**Source data:**
* * *
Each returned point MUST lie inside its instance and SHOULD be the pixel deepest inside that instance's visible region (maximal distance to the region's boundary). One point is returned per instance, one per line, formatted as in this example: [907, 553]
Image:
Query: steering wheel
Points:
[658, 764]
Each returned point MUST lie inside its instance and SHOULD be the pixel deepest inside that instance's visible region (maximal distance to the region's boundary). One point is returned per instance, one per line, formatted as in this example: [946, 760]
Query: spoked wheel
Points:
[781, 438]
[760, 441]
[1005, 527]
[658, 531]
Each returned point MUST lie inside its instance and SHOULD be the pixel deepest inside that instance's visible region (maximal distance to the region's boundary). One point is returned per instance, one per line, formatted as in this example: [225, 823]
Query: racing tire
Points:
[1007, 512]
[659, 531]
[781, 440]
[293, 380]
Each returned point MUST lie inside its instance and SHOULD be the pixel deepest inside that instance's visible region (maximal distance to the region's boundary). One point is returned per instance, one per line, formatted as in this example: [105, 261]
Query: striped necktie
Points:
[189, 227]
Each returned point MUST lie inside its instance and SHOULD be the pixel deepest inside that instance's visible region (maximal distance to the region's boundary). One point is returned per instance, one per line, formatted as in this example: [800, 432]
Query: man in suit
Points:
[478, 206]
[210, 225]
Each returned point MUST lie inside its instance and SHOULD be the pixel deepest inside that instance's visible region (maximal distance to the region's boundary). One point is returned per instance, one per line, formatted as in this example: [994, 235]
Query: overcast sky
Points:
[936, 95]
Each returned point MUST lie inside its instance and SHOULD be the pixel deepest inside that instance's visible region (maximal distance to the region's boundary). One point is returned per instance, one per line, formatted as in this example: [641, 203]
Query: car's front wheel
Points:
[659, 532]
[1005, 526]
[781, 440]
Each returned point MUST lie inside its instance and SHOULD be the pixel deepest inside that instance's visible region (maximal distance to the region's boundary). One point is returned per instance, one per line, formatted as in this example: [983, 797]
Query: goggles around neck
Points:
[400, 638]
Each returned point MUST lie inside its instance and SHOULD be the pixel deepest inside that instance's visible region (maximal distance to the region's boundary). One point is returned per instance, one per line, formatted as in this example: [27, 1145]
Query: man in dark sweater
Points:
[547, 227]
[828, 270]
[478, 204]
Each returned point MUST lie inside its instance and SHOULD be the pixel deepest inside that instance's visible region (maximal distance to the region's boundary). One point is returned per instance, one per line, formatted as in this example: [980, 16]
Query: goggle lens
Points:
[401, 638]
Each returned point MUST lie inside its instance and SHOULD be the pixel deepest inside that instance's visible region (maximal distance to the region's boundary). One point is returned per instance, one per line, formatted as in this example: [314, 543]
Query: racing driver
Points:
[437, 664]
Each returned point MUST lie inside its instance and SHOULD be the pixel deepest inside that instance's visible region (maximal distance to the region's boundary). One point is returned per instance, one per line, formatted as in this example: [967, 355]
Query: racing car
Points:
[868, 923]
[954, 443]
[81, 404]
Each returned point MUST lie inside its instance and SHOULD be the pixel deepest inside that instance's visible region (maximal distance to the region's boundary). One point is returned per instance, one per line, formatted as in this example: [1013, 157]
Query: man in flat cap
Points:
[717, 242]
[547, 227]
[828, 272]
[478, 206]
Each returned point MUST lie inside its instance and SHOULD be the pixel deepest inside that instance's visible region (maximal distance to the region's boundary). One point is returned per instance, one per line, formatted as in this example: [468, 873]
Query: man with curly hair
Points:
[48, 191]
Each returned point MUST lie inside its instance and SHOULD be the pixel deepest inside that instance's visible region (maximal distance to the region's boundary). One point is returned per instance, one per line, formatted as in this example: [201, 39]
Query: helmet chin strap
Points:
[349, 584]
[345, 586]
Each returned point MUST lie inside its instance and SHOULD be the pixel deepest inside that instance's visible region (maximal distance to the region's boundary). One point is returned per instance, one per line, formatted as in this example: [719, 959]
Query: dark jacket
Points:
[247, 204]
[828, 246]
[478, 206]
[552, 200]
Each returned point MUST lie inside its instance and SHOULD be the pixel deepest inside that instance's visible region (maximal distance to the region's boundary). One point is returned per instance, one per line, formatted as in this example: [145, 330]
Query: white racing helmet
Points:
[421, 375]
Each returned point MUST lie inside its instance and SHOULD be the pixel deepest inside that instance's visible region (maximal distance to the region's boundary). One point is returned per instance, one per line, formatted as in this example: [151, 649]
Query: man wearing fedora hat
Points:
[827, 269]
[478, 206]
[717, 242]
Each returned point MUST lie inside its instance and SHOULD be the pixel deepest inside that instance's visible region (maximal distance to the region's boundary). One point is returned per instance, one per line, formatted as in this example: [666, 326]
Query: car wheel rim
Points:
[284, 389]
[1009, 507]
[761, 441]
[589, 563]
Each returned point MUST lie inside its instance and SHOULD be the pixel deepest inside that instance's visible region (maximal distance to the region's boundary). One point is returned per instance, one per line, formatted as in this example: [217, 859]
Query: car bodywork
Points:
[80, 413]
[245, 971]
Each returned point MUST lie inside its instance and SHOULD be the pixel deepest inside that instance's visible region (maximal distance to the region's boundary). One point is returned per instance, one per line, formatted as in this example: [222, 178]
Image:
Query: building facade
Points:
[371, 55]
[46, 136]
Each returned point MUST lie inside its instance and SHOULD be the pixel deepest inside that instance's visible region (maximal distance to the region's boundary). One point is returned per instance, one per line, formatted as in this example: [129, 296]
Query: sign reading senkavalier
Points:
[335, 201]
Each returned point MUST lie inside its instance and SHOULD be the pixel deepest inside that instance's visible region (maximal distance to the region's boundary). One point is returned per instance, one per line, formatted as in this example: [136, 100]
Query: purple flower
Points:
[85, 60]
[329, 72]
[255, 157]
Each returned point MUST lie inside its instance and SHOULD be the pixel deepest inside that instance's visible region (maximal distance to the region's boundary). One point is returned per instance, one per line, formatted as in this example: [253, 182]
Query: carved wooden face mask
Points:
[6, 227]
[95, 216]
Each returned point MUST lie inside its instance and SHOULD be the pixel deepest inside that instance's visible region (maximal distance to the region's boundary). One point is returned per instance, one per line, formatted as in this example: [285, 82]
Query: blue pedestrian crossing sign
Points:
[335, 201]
* * *
The listing above should be transcribed in full, exactly as written.

Each returned point MUST lie inside its instance and SHOULD be the pixel deepest inside that instance's visible region (maximal distance to the region's boundary). One point is returned per instance, one per line, formatted as in this example: [907, 553]
Image:
Query: steering wheel
Points:
[658, 764]
Each returned point MUST lie inside its instance and SHOULD be the pixel deepest inside that instance's visible region (maximal distance to the region's boundary). One point is returned per instance, one per line, formatted as in this example: [946, 760]
Query: spoked wheel
Points:
[781, 438]
[760, 441]
[1005, 527]
[658, 531]
Each returned point MUST lie inside its instance and SHOULD be the pixel deepest inside that instance's visible region (maximal distance to the region's boundary). One point is returned per instance, one per line, formatted as in this example: [225, 823]
Query: racing tire
Points:
[1007, 512]
[659, 531]
[781, 440]
[293, 380]
Each returned point MUST lie inside its instance and SHOULD be the pixel deepest inside that instance's visible region (maximal distance to the region's boundary). One point is returned per instance, one per line, formatted as in this example: [105, 261]
Query: striped necktie
Points:
[189, 227]
Each returned point MUST lie inside its instance and SHOULD be the pixel deepest inside that instance's visible region (maximal distance to the region's boundary). One point is returned per instance, one per line, formatted as in this example: [800, 432]
Query: man in suit
Points:
[478, 206]
[210, 225]
Each returned point MUST lie inside its instance and SHOULD be the pixel deepest inside that instance's visible region (maximal distance to the region's boundary). One point is returned per instance, one per line, formatted as in this example: [994, 235]
Query: overcast sky
Points:
[936, 95]
Each returned point MUST lie inside its instance and SHOULD be the pixel deepest inside that instance's visible region (maximal distance to the region's boundary). One point is returned per instance, one per line, formatted as in this example: [641, 203]
Query: car's front wheel
Points:
[659, 532]
[1005, 526]
[781, 440]
Each returned point MUST lie inside its instance and SHOULD be the pixel deepest inside that instance's visible region (maximal distance to the region's boundary). One point is returned per instance, one per line, formatted as in this example: [983, 797]
Query: goggles around neck
Points:
[400, 638]
Each returned point MUST lie inside its instance and SHOULD be the pixel deepest inside that instance's visible region (maximal distance to the region's boundary). One point is returned per instance, one per line, formatted as in this example: [27, 1145]
Query: man in dark sweater
Points:
[547, 227]
[828, 270]
[478, 204]
Each returned point MUST lie inside its instance and SHOULD be the pixel deepest inside that instance's visible region (maximal distance to the region's boundary). One point is returned per instance, one per line, formatted as in this example: [980, 16]
Query: goggle lens
Points:
[401, 638]
Each returned point MUST lie inside its instance and SHOULD be the pixel deepest inside that instance's visible region (maximal distance to the region's boundary). One point is returned per instance, one per line, formatted as in this example: [314, 543]
Query: racing driver
Points:
[437, 664]
Each returned point MUST lie inside its instance and SHOULD be the pixel deepest inside that instance's visible region (maximal distance to the region's boundary). One point is returned per instance, one per line, formatted as in this example: [967, 355]
Query: racing car
Points:
[868, 923]
[954, 443]
[81, 404]
Each returned point MUST lie inside its instance and SHOULD be the pixel deepest inside that instance's visible region (maximal distance to the region's boundary). One point is returned per instance, one per line, formatted as in this example: [1013, 157]
Query: man in flat cap
Points:
[717, 242]
[547, 227]
[828, 272]
[478, 206]
Each returned point MUST lie inside its instance and SHOULD be the pixel deepest inside that instance's visible region (maximal distance to the region's boundary). One point is returned per instance, one per line, formatted as in this example: [468, 873]
Query: man with curly hair
Points:
[48, 191]
Each returned point MUST lie inside its instance and SHOULD be the pixel deepest inside that instance's visible region (maximal distance to the region's boundary). One point is returned per instance, one per line, formatted as in this example: [201, 39]
Query: helmet chin strap
Points:
[349, 584]
[345, 586]
Each returned point MUST lie inside its instance and SHOULD be the pixel deepest inside that instance's visible region (maximal distance to the region's boundary). One point is returned per instance, one per line, formatted as in this example: [719, 959]
Query: dark jacket
Points:
[247, 204]
[828, 246]
[478, 206]
[552, 200]
Each returned point MUST lie inside its instance and SHOULD be the pixel deepest inside that instance's visible region (maximal distance to the region's boundary). One point is returned per instance, one per line, formatted as in this example: [145, 330]
Query: white racing helmet
Points:
[421, 375]
Each returned point MUST lie inside its instance and SHOULD be the pixel deepest inside that instance's visible region (maximal distance to the region's boundary). One point is returned per instance, one per line, formatted as in this example: [151, 649]
Query: man wearing fedora hat
Points:
[827, 269]
[478, 206]
[717, 242]
Each returned point MUST lie inside its instance and SHOULD be the pixel deepest inside that instance's visible region (maximal distance to the region's boundary). One point is returned per instance, one per line, formatted as in this example: [666, 326]
Query: car wheel rim
Points:
[284, 389]
[1009, 507]
[761, 441]
[589, 563]
Each returned point MUST lie inside its instance and SHOULD be the pixel deepest inside that instance's visible region (maximal distance to the region's boundary). One point is returned per instance, one per line, formatted as in this example: [217, 859]
Query: car bodywork
Points:
[80, 413]
[245, 971]
Each returned point MUST lie inside its instance and SHOULD be the pixel deepest inside that instance's visible region (maximal distance to the region's boundary). One point is returned per instance, one per line, formatted as in this example: [222, 178]
Image:
Query: building facade
Points:
[371, 55]
[46, 136]
Each returned point MUST lie inside its instance and SHOULD be the pixel deepest inside that instance's visible region (maximal distance to the region's boundary). One point is returned per instance, one per line, formatted as in this example: [129, 296]
Query: sign reading senkavalier
Points:
[335, 201]
Each returned point MUST lie inside its instance and SHOULD be the pixel deepest inside that instance's visible region (maximal distance to the region's boundary). One point is returned per instance, one per line, formatted as in this example: [136, 100]
Query: purple flower
Points:
[85, 60]
[329, 72]
[255, 157]
Each returned point MUST lie inside its instance and SHOULD be the pixel deepest inside that instance's visible region (maximal distance to the region's boundary). One point is returned per instance, one per line, formatted as in this example: [253, 182]
Query: carved wooden face mask
Points:
[6, 227]
[95, 216]
Each returned point MUST lie inside its instance and SHOULD be the pixel deepest inside that instance's visible region (maximal distance to the region's boundary). One point is returned per instance, one per line, formatted as in this example: [285, 82]
Query: blue pedestrian crossing sign
Points:
[335, 201]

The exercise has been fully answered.